CONSIGNES:
a) Réécrivez en liste JSON de chaînes, à raison d'une chaîne par ligne et sans les lignes vides, les lignes des enregistrements qui partent de la ligne contenant « Point out every instance of the shelf » et vont jusqu'à la ligne contenant « x=347, y=140 », ces deux lignes comprises.
b) Prolongez, s'il vous plaît, le texte sur le livre « Vivre sans » à partir de sa dernière phrase.

“Vivre sans”, une philosophie du manque- Mazarine M. Pingeot 

Un ouvrage interrogatif dans un monde ou posséder sont accumuler est légion…PBC

Le manque est au coeur des relations humaines et de la pensée, de l’économie et de la recherche, du désir et de la quête, de l’attente et de l’espoir. Peut-on réellement s’en passer ? Qu’appelons-nous au juste « manque » ? Nous pouvons manquer d’une chose, nous pouvons manquer de sens, nous pouvons manquer à quelqu’un ou quelqu’un peut nous manquer.

Ce manque a trouvé son expression dans un terme devenu incontournable en marketing : le « sans ». Sans sucre, sans gluten, sans lactose, sans calorie, sans nicotine, sans adjuvant, sans huile de palme, sans colorant, sans contact : par un tour de passe-passe extraordinaire, nous avons su transformer l’absence en valeur, le manque en objet de convoitise.

DONNÉES FOURNIES:
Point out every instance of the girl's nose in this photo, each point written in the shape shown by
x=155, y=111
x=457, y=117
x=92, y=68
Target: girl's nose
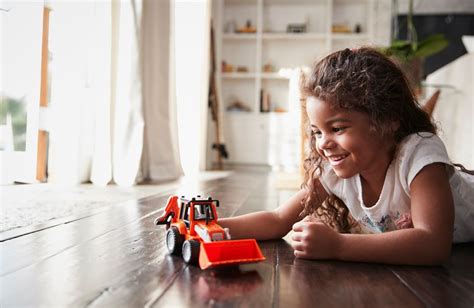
x=325, y=142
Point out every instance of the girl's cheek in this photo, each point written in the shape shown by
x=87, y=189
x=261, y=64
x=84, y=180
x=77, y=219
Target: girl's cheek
x=320, y=152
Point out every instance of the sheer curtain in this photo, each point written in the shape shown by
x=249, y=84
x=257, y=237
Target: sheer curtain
x=112, y=112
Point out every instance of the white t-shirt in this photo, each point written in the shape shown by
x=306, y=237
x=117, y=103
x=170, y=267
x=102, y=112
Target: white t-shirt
x=393, y=208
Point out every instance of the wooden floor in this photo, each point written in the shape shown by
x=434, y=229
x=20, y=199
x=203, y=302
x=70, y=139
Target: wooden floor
x=117, y=258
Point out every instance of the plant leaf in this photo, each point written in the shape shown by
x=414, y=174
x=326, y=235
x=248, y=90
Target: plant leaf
x=431, y=45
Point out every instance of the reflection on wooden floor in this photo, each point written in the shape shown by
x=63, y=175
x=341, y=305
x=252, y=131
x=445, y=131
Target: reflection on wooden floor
x=117, y=258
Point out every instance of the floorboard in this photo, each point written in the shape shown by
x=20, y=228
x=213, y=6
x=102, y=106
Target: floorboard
x=117, y=258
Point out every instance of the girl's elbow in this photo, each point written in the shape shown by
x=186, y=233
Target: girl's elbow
x=440, y=254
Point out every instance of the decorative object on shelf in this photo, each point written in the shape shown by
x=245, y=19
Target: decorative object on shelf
x=264, y=101
x=410, y=53
x=296, y=28
x=280, y=110
x=248, y=28
x=242, y=69
x=358, y=28
x=238, y=106
x=340, y=28
x=227, y=68
x=268, y=68
x=230, y=26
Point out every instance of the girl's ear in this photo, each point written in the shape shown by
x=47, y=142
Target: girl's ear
x=394, y=126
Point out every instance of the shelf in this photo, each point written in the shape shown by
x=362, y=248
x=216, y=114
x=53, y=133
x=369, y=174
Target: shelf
x=275, y=76
x=350, y=36
x=237, y=75
x=293, y=36
x=239, y=36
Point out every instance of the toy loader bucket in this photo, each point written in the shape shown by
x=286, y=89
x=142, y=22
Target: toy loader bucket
x=230, y=252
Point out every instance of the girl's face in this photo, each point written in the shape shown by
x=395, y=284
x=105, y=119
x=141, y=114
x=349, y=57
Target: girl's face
x=347, y=140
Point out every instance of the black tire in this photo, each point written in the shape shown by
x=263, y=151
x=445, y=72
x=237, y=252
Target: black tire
x=191, y=251
x=174, y=241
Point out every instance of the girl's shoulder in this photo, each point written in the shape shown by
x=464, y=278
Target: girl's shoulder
x=417, y=151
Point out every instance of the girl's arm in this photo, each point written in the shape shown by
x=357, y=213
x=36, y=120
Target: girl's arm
x=427, y=243
x=266, y=225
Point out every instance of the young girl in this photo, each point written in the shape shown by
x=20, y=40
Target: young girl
x=379, y=185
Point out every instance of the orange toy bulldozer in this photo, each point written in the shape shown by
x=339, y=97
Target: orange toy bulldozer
x=193, y=232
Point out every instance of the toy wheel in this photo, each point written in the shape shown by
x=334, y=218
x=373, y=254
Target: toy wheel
x=191, y=251
x=174, y=240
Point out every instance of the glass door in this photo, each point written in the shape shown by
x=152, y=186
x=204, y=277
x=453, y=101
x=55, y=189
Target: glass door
x=21, y=24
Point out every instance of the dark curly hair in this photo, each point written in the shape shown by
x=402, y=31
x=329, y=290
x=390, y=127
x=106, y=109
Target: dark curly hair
x=361, y=80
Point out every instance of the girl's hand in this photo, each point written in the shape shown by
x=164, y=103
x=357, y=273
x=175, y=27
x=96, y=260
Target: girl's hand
x=312, y=239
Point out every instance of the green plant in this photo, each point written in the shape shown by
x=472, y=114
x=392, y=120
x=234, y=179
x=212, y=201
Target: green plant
x=410, y=49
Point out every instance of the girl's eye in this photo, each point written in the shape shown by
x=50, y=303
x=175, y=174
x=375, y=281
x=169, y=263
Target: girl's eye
x=338, y=129
x=317, y=133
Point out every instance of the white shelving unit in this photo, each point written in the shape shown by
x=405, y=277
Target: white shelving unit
x=256, y=137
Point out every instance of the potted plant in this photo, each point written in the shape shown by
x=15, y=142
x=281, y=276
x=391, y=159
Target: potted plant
x=410, y=53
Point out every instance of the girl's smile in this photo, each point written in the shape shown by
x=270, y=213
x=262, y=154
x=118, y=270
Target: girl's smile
x=348, y=141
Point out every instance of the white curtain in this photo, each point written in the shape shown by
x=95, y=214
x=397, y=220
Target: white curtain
x=112, y=115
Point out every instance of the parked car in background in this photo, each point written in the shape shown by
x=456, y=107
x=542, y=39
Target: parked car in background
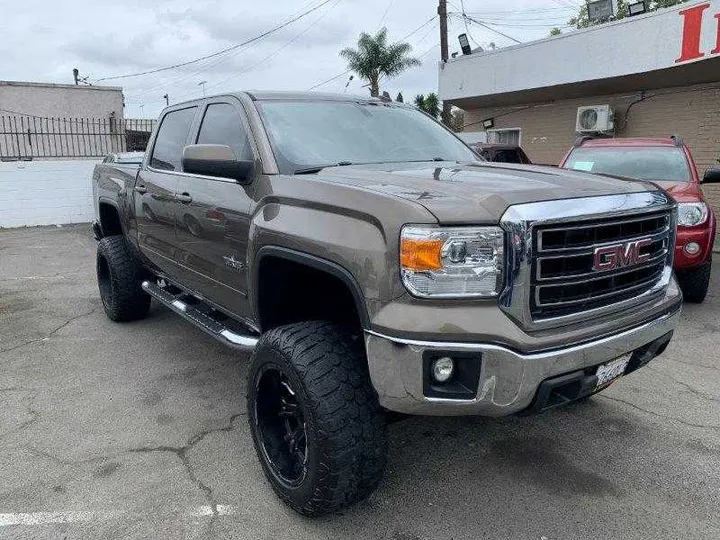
x=125, y=158
x=501, y=153
x=668, y=163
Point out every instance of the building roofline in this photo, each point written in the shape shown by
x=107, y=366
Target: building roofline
x=59, y=85
x=576, y=32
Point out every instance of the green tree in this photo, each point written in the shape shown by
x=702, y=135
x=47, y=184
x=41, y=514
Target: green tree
x=583, y=21
x=430, y=104
x=375, y=58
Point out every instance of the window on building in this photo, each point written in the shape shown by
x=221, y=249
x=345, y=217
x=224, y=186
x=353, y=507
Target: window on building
x=170, y=142
x=505, y=136
x=222, y=125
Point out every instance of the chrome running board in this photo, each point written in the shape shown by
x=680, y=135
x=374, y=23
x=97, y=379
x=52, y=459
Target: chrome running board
x=203, y=319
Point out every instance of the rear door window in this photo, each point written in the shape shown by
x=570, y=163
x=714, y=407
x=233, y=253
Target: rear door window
x=171, y=140
x=222, y=125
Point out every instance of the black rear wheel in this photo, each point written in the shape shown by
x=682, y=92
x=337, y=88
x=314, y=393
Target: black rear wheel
x=316, y=422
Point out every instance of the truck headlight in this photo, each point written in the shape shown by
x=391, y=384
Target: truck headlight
x=452, y=262
x=692, y=214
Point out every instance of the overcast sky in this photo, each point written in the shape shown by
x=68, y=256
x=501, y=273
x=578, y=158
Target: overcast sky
x=43, y=40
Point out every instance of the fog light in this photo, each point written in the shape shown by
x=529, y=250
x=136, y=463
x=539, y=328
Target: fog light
x=692, y=248
x=443, y=369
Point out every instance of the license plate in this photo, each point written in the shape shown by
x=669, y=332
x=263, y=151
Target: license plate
x=607, y=373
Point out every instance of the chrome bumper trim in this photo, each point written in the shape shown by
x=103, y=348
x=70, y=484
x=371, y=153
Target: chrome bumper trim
x=508, y=379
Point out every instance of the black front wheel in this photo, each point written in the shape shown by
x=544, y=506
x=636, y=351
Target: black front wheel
x=316, y=423
x=694, y=282
x=119, y=280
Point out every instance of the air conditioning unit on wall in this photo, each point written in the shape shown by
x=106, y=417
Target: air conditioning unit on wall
x=594, y=119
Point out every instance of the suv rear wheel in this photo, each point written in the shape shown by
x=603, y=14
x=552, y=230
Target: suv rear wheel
x=694, y=282
x=315, y=419
x=119, y=277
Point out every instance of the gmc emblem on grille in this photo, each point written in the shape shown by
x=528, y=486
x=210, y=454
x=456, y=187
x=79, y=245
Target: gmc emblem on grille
x=620, y=255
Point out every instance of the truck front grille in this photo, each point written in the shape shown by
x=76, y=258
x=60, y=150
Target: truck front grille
x=566, y=278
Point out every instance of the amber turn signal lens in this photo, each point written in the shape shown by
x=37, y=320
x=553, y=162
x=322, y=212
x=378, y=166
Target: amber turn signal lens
x=421, y=255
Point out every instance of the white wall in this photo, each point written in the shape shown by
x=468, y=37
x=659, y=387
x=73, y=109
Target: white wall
x=46, y=192
x=61, y=100
x=629, y=46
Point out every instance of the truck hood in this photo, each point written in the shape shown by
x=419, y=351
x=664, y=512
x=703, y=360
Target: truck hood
x=682, y=191
x=477, y=192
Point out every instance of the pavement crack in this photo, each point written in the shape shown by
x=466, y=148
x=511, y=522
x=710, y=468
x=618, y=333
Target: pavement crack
x=694, y=365
x=659, y=415
x=51, y=333
x=689, y=388
x=182, y=454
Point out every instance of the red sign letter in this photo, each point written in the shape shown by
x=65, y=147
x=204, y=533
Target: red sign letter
x=692, y=24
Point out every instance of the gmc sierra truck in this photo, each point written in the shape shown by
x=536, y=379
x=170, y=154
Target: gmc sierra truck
x=371, y=262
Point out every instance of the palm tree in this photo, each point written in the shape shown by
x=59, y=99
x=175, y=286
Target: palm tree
x=430, y=104
x=374, y=58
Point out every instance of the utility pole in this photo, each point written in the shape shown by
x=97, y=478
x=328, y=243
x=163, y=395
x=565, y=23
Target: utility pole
x=442, y=13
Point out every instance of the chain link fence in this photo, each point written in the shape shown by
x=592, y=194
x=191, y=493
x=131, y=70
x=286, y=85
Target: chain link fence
x=31, y=137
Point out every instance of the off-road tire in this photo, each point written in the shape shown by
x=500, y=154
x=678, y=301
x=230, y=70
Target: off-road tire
x=119, y=278
x=694, y=282
x=346, y=436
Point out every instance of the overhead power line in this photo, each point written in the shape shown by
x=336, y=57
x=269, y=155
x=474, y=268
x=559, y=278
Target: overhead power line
x=486, y=26
x=218, y=53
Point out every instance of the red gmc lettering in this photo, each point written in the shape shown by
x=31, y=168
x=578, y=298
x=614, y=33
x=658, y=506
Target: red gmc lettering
x=692, y=26
x=618, y=256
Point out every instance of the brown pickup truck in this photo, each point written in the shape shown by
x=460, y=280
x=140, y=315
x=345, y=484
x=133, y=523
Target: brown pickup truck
x=371, y=262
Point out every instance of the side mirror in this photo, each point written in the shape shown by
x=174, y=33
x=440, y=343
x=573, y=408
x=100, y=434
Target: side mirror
x=712, y=176
x=216, y=160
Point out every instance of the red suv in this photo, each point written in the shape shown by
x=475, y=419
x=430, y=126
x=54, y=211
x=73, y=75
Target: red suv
x=668, y=163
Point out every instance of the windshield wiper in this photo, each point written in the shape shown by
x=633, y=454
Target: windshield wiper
x=318, y=168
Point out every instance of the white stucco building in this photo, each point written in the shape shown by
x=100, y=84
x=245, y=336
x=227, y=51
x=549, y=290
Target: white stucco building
x=658, y=74
x=60, y=100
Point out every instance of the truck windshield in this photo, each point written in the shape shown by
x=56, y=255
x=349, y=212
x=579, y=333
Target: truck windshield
x=660, y=163
x=307, y=135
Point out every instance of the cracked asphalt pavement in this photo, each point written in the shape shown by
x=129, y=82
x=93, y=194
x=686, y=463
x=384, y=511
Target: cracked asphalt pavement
x=138, y=431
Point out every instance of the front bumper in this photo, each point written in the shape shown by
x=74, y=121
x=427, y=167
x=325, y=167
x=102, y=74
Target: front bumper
x=508, y=380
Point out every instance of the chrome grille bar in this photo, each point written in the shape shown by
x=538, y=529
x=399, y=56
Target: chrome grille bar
x=553, y=276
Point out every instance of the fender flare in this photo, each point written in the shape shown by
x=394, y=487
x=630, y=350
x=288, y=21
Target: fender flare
x=316, y=263
x=112, y=203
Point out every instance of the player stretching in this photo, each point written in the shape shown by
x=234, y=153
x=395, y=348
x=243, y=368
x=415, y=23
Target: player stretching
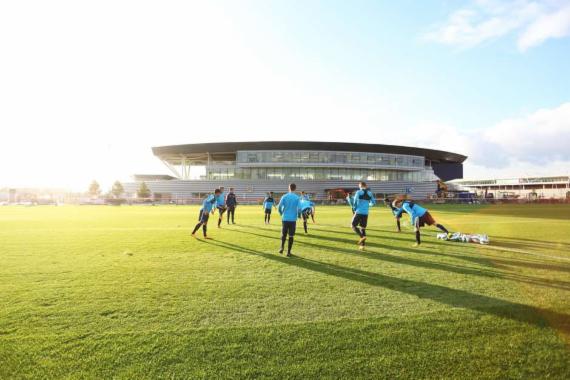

LES RÉPONSES:
a)
[
  "Point out every instance of the shelf in this photo, each point written in the shape shown by",
  "x=362, y=248",
  "x=216, y=114",
  "x=53, y=133",
  "x=369, y=174",
  "Target: shelf",
  "x=275, y=76",
  "x=350, y=36",
  "x=237, y=75",
  "x=293, y=36",
  "x=239, y=36",
  "Point out every instance of the toy loader bucket in this photo, each point written in the shape shown by",
  "x=286, y=89",
  "x=142, y=22",
  "Target: toy loader bucket",
  "x=230, y=252",
  "Point out every instance of the girl's face in this photo, each point written in the shape shown by",
  "x=395, y=284",
  "x=105, y=119",
  "x=141, y=114",
  "x=349, y=57",
  "Target: girl's face",
  "x=347, y=140"
]

b)
Et si, sous cet angle, nous pouvions relire l’histoire de la pensée, entre plein et manque, désir et néant ? Et si l’histoire de nos sociétés de consommation révélait en creux une autre histoire, celle de la métaphysique de nos temps troublés ?

Vivre sans gluten, sans phosphate, sans voiture, sans colorant… Dans son nouvel essai, Vivre sans (Climats, 2024), Mazarine M. Pingeot analyse cette nouvelle manière privative d’envisager la conduite de nos vies. Loin de la déplorer unilatéralement, elle en souligne la dimension politique et métaphysique, à travers une question centrale : « L’être est-il un plein ? »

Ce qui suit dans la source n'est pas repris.